→ Task statement
Identify each line below that contains the word "white" and copy those lines. Case counts when matching.

------------------------------------------------

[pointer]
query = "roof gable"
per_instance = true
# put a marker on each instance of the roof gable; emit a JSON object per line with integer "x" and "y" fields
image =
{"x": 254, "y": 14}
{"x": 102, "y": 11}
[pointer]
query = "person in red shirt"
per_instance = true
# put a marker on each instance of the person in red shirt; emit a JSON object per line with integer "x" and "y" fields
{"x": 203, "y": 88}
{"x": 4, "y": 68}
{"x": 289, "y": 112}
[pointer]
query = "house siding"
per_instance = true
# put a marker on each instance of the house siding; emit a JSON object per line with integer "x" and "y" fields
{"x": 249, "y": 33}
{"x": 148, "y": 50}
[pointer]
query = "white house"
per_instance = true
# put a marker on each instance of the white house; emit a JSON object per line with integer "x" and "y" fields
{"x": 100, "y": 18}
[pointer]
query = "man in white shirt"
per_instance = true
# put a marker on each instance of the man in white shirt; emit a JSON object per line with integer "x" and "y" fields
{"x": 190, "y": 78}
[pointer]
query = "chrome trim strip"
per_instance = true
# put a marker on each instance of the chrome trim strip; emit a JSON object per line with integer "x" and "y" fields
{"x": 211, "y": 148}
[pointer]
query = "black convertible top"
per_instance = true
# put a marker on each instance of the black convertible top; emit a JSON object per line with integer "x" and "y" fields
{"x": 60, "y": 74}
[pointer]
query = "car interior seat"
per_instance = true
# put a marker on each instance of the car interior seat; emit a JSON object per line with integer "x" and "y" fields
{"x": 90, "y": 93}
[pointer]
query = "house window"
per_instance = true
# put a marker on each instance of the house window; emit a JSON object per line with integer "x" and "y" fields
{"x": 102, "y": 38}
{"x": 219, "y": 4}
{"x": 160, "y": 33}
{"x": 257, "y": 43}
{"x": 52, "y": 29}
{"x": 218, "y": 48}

------------------------------------------------

→ Result of this exercise
query = "white house"
# put a marker on each instance of the white house; emit a JSON object per line with integer "x" and "y" fields
query = "man in white shirt"
# put a marker on each instance of the man in white shirt; emit a JSON object per line with integer "x" and "y" fields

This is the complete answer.